Segment Start: Extract

Sunday, June 16, 2024
June 16, 2024

New group promotes harbour walk vision

Completion of what is now known as the Ganges Harbour Walk project may face a number of hurdles, but a small group of citizens isn’t short on enthusiasm to overcome them. 

At an ASK Salt Spring session dedicated to the topic on Friday, Jan. 20, attendees heard about the desire for serious movement on the project, which is now in the hands of the Capital Regional District (CRD), and the launch of a website at gangesharbourwalk.com

The Chamber of Commerce-led committee aims to raise public awareness about the project, facilitate fundraising and push the CRD and other bodies to keep it moving forward.

“There’s too much history and not enough action,” said Darryl Martin, a committee member and past president of the chamber, in introducing the other speakers and the rationale for the new committee being formed.

Segment End: Extract
Segment Start: Record excerpts

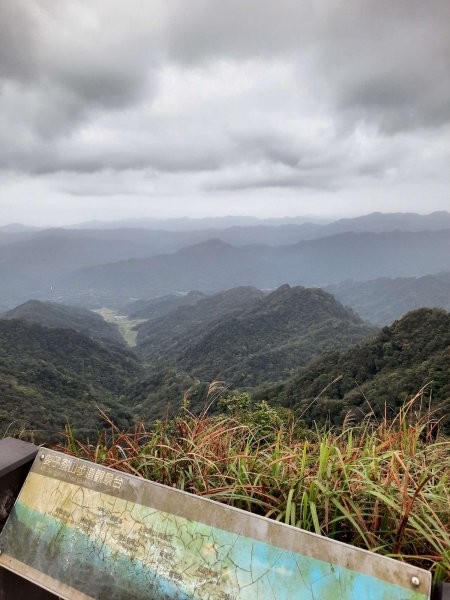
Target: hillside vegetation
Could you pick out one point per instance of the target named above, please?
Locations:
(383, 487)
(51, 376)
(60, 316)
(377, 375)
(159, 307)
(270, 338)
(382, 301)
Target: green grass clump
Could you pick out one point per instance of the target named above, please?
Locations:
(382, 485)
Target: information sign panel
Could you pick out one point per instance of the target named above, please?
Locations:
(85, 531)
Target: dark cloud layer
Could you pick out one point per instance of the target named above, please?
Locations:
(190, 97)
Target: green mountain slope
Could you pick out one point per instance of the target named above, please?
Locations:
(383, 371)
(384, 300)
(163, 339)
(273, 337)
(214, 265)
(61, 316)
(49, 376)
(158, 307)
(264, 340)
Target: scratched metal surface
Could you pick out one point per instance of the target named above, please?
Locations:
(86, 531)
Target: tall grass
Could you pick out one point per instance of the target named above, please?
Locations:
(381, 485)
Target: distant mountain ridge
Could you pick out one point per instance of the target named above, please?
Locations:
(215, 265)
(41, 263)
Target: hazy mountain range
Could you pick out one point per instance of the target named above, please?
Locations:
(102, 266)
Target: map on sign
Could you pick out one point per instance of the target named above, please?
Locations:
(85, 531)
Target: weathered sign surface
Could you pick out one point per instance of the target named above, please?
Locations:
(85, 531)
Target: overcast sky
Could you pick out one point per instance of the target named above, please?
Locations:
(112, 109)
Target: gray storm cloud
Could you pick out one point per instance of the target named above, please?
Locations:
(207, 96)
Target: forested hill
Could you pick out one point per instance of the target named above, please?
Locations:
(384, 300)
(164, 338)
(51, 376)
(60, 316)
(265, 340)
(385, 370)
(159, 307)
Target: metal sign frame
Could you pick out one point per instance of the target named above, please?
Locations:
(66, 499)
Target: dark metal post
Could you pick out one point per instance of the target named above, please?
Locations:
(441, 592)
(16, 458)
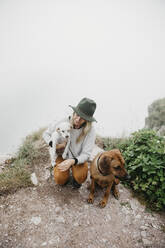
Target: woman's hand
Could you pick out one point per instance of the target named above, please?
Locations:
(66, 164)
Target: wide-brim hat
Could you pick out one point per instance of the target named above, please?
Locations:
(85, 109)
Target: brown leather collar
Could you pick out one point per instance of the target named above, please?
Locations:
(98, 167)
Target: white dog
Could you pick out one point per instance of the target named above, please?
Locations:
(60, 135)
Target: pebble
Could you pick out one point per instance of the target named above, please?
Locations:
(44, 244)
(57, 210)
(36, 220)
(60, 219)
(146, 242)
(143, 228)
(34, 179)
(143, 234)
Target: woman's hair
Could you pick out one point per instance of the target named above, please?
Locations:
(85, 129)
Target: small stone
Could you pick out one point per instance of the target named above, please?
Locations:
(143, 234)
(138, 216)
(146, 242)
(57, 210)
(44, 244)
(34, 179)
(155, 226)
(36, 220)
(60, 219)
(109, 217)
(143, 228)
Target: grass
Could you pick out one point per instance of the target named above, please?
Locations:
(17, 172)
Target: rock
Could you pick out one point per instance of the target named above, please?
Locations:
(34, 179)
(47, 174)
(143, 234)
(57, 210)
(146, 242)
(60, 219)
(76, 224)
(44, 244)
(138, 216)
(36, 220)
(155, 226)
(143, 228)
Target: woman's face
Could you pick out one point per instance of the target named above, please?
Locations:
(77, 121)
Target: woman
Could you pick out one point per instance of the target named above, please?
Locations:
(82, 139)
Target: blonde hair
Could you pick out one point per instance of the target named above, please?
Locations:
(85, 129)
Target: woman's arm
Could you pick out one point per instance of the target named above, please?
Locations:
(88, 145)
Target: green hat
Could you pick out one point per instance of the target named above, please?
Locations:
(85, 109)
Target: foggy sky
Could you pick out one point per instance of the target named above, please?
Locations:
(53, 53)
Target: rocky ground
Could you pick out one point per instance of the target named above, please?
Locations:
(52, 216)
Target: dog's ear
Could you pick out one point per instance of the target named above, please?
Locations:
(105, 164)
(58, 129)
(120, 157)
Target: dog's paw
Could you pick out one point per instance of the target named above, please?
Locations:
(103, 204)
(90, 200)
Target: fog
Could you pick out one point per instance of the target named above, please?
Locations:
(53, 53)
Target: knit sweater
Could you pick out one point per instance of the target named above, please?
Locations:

Segment End: Record excerpts

**Required action**.
Rewrite the passage of the harbour walk article starting at "The Chamber of" and ending at "it moving forward.", substituting "volunteer recruitment" for "fundraising".

**Response to the exercise**.
The Chamber of Commerce-led committee aims to raise public awareness about the project, facilitate volunteer recruitment and push the CRD and other bodies to keep it moving forward.